When taking the weak phase $\gamma$ as a free parameter, the
rest 6 variables can be determined from 6 equations of eqs.(\ref{su2-1}-\ref{su2-6}). As
 the errors in the current data remain considerable large, one may not
take the central values 
 of the data to be too serious. Thus by only using the central values of
the data to determine the 
 6 variables may not be good enough. To take into account the experimental
errors in a systematic way,
 we shall adopt a global $\chi^2$( least square) analysis for the present
data. This treatment allows us
 to obtain not only the central value but also the errors for the fitting
amplitudes.   
 Our fitting will be carried out  by using the standard $\chi^2$ analysis
program package
MINUIT\cite{cernlib}.

% discussion of fitting
\section{Results and discussions}

         In order to compare with the values estimated from the factorization, it is
necessary to explicitly see how large of the isospin amplitudes $a^{u,c}_{1/2,3/2}$
and $b_{1/2}$ from the factorization calculations, we present the relevant formulae for
the $B\to \pi\pi,\pi K$ decay amplitudes with the assumption of factorization\cite{lu}:        
\beqa
 A_{\pi^+K^-}&=&\rk \lb \lambda^s_u
a_1-\lambda^s_t(a_4+a_{10}+(a_6+a_8)R_4)\rb \\
 A_{\pi^0\bar{K^0}}&=&-\rkk \lambda^s_t \lb
a_4+a_6R_5-\frac{1}{2}(a_{10}+a_{8}R_5)\rb\nomb\\
                  && -\rpipi \lb \lambda^s_u a_2-\lambda^s_t
\frac{3}{2}(a_9-a_7)\rb\\
A_{\pi^0K^-}&=&-\rkk \lb \lambda^s_u a_1-
              \lambda^s_t(a_4+a_6R_4+(a_{10}+a_{8}R_4)\rb\nomb\\
                  && -\rpipi \lb \lambda^s_u a_2-\lambda^s_t
\frac{3}{2}(a_9-a_7)\rb \\
 A_{\pi^-\bar{K^0}}^c &=&-\rk \lambda^s_t \lb
a_4+a_6R_5-\frac{1}{2}(a_{10}+a_8R_5)\rb 
\eeqa   
where  $f_{\pi,K}$ and $F^{B\pi,BK}$ are the decay constants and $B$-meson
form factors respectively, $R_4=2 m^2_K/(m_b-m_u)(m_u+m_s)$ and $R_5=2
m^2_K/(m_b-m_d)(m_d+m_s)$. In the flavor $SU(2)$ limit, one has 
$R_4\simeq R_5\simeq 2 m^2_K/(m_b m_s)$.

● Provided data

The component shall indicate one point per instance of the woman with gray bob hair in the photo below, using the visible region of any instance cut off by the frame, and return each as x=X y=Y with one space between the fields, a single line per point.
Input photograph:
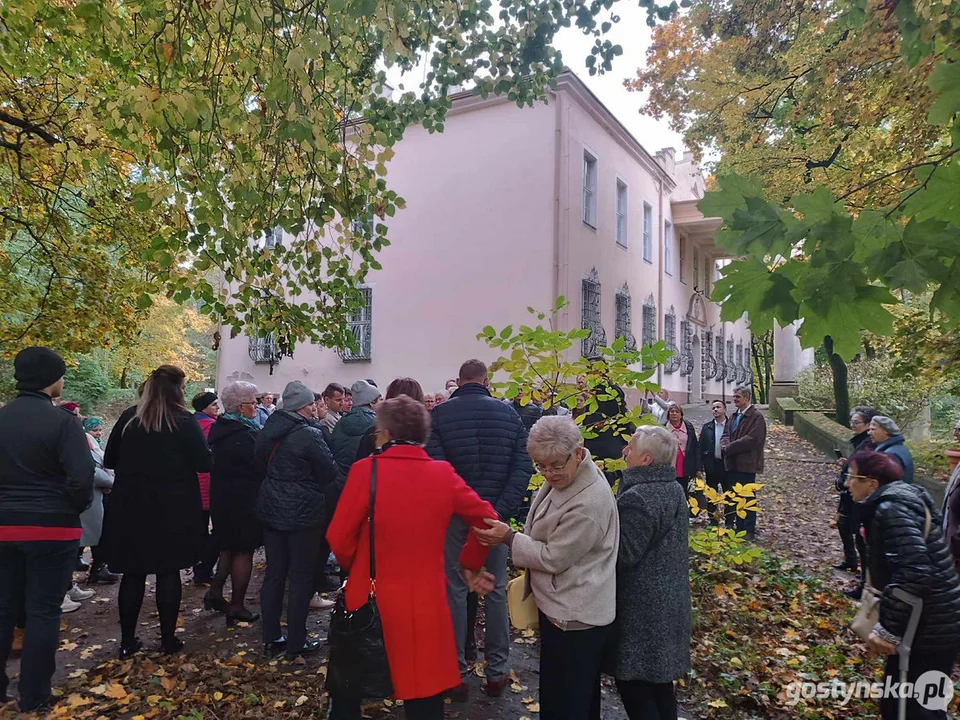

● Work to complete
According to the physics excerpt, which program package is used to carry out the fitting? The data play no part in this.

● Solution to this exercise
MINUIT, the standard χ² analysis program package.